-- Begin DATASET EXCERPTS --

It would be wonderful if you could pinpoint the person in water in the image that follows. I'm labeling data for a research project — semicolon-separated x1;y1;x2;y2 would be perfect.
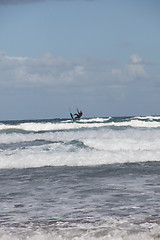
72;109;83;119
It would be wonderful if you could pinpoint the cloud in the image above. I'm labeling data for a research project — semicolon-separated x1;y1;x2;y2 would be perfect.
0;52;155;96
130;54;142;63
0;0;46;5
0;0;95;5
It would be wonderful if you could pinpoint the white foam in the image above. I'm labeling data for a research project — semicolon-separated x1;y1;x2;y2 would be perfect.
0;217;160;240
0;119;160;132
0;129;160;168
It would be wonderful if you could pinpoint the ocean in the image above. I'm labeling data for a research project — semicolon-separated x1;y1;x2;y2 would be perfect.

-- End DATASET EXCERPTS --

Please give each line of the listing above as a Markdown table with two columns, Row and Line, skipping blank lines. Leave the pictures out.

_WORKED SOLUTION_
| Row | Line |
|---|---|
| 1 | It would be wonderful if you could pinpoint the person in water in the image that follows. I'm labeling data for a research project — semicolon-separated x1;y1;x2;y2 would be perfect. |
| 2 | 72;109;83;119 |
| 3 | It would be wonderful if you could pinpoint the cloud in the image above. I'm labeling data for a research project — semicolon-separated x1;y1;x2;y2 would be perfect. |
| 4 | 0;52;155;96 |
| 5 | 130;54;142;63 |
| 6 | 0;0;46;5 |
| 7 | 0;0;95;5 |
| 8 | It would be wonderful if you could pinpoint the white foam in the image above. I'm labeling data for a research project — semicolon-separated x1;y1;x2;y2 would be perfect. |
| 9 | 0;217;160;240 |
| 10 | 0;119;160;132 |
| 11 | 0;129;160;168 |
| 12 | It would be wonderful if you could pinpoint the ocean in the image above. I'm labeling data for a research project — semicolon-separated x1;y1;x2;y2 would be perfect. |